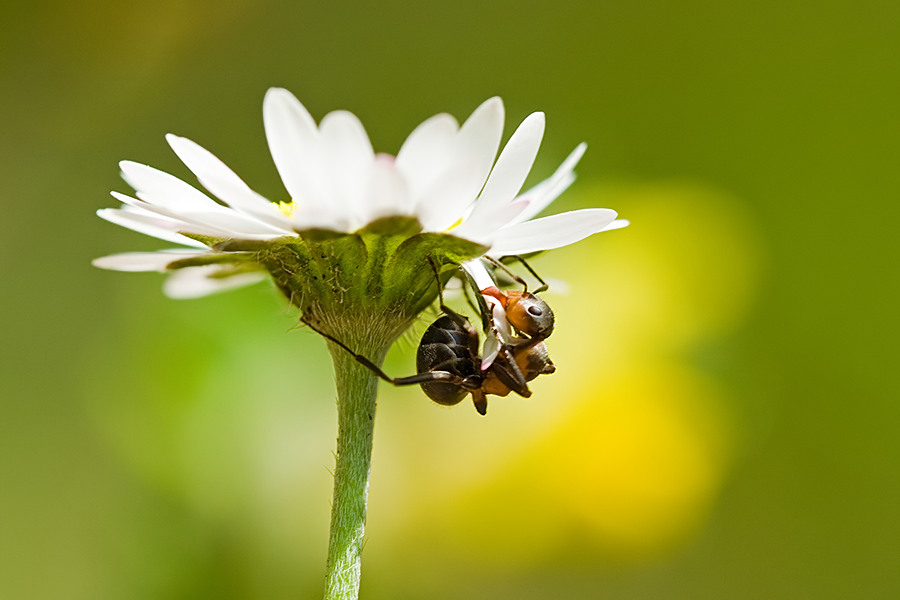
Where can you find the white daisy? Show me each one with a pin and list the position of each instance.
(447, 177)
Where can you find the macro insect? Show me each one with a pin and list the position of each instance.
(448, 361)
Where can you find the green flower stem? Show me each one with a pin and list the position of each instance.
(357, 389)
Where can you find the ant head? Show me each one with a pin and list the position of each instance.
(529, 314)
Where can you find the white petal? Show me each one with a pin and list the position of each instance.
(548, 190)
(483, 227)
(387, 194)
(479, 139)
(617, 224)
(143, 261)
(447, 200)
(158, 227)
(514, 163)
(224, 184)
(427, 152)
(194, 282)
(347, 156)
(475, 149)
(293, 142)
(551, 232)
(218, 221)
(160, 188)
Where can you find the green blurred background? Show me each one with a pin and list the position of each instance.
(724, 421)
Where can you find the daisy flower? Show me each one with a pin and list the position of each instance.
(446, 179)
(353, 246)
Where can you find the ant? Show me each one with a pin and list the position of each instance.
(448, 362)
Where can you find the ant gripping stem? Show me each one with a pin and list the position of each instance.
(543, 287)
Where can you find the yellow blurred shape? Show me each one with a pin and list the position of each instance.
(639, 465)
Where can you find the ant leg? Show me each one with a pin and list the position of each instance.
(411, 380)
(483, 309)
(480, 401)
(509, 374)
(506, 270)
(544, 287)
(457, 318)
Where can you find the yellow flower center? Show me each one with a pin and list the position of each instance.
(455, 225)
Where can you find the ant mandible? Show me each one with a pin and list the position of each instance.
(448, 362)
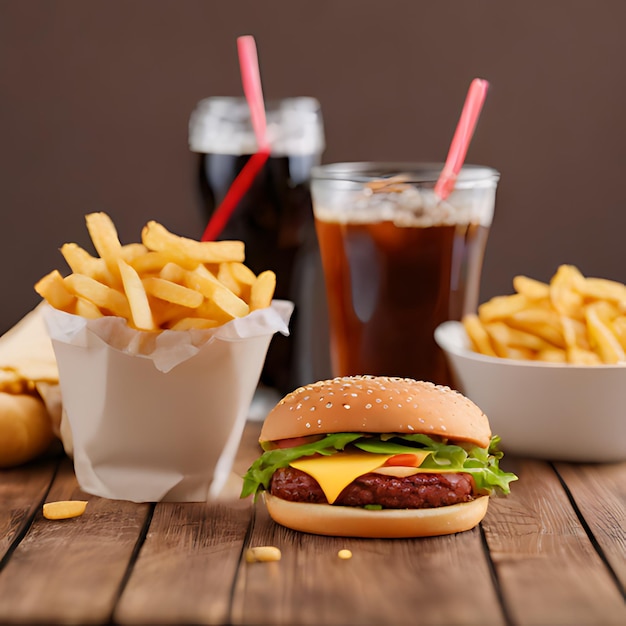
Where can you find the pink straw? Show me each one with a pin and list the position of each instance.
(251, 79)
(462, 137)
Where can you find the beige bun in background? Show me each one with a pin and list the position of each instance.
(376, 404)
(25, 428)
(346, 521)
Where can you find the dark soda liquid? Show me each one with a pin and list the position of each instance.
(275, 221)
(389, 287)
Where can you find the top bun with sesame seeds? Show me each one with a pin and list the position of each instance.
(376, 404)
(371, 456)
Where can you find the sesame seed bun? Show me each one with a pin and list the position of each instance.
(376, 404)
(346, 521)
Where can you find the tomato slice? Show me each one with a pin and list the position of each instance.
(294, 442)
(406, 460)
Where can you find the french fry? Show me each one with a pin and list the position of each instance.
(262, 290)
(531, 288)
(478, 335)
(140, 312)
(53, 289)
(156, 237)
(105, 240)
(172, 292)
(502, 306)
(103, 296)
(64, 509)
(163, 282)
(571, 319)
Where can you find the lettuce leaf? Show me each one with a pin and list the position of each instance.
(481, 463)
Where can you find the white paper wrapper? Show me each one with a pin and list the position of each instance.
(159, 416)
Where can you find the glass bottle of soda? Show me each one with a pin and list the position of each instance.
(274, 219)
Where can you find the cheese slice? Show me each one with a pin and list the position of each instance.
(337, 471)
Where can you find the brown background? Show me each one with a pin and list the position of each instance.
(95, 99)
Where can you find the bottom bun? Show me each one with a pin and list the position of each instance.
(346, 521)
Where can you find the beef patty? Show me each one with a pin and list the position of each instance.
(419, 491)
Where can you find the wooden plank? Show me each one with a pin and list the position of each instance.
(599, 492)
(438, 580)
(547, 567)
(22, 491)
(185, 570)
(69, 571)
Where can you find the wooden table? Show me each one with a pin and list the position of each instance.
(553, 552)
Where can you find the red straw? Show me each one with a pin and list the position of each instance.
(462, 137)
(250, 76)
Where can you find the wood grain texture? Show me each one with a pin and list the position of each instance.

====

● **Directions for this task**: Retype the whole listing above word for word, leaving out the pictures.

● **Full answer**:
Where can you find the white daisy? Show me each one with a pin and list the position of each instance.
(447, 177)
Where can you find the macro insect? Show me each one with a pin and list the position of each instance.
(448, 361)
Where can you find the green flower stem? Show me each one with a pin and list the position of each instance.
(357, 389)
Where can you find the ant head? Show me each one with a pin and list the position of each instance.
(529, 314)
Where can you find the white petal? Show me each one with a pin and list the position of each instance.
(548, 190)
(483, 227)
(387, 194)
(479, 139)
(617, 224)
(143, 261)
(447, 200)
(158, 227)
(514, 163)
(224, 184)
(427, 152)
(194, 282)
(347, 156)
(475, 149)
(293, 142)
(551, 232)
(218, 221)
(160, 188)
Where can you find the green blurred background? Show me each one with a pin and list the position of each instance.
(724, 421)
Where can you find the daisy flower? Show me each one with a pin and list the position of each instance.
(446, 179)
(353, 246)
Where can you find the ant? Show me each one with a pin and list the position of each instance.
(448, 362)
Where can you find the ant gripping stem? Show me each one with a pin and list the position of each instance.
(543, 287)
Where can you find the yellow blurred shape? Show me each one with a pin and list the position of each instance.
(639, 465)
Where can you find the ant leg? Show me each one with a pin and list the position of each instance.
(411, 380)
(483, 309)
(480, 401)
(509, 374)
(506, 270)
(544, 287)
(457, 318)
Where can you find the yellow flower center? Show me each one with a pin and list the position of each instance.
(455, 225)
Where can you find the ant mandible? Show me each one with a pin and list the position of each instance.
(448, 362)
Where can you find the pink straw? Show me each one with a pin and list the position of each instance.
(251, 79)
(462, 137)
Where can you find the beige bun in background? Show me each one with a pin and list the position of each instance.
(376, 404)
(25, 428)
(346, 521)
Where can you find the dark soda liquid? Show me each one with a pin and list the position of each instance.
(275, 221)
(389, 287)
Where can you find the top bun with sesame seeds? Show me each one with a pin and list the position of each instance.
(376, 404)
(371, 456)
Where can you find the sesame seed bun? Show me each one with a pin and list the position of each instance.
(376, 404)
(346, 521)
Where can you find the tomato slice? Show me each one with a pin and list the position of each instance.
(294, 442)
(406, 460)
Where can you find the french fry? Show me each one with a pin and list the position of each instance.
(262, 290)
(531, 288)
(478, 335)
(140, 312)
(53, 289)
(156, 237)
(105, 240)
(172, 292)
(502, 306)
(103, 296)
(64, 509)
(163, 282)
(571, 319)
Where can you find the lettuce leaf? Show me each one with a pin and list the position of each instance.
(481, 463)
Where can you find the white paper wrapper? Show me each one with a pin and list the position of each instance.
(159, 416)
Where can you find the glass bottle of soda? Show me each one with a pin and list the position of each instance.
(274, 219)
Where can you find the cheese slice? Show me each one with a pin and list the position of each instance.
(337, 471)
Where can you find the brown background? Show me each one with a pin and list the position of each instance.
(95, 99)
Where can you find the bottom bun? Show me each one with a pin and list the position of each instance.
(346, 521)
Where can you find the beef patty? Show me each one with a pin and list the position of each instance.
(419, 491)
Where can you find the wooden plank? Show me each one with a pin and list the position of each instance.
(599, 492)
(438, 580)
(547, 567)
(22, 491)
(185, 570)
(69, 571)
Where can you find the wooden table? Show me each one with a pin and list the position of each instance.
(553, 552)
Where can you find the red straw? Show me each one with a pin and list the position of each instance.
(462, 137)
(250, 76)
Where can you find the wood grain texture? Show me each one with a pin and list the position of each instance.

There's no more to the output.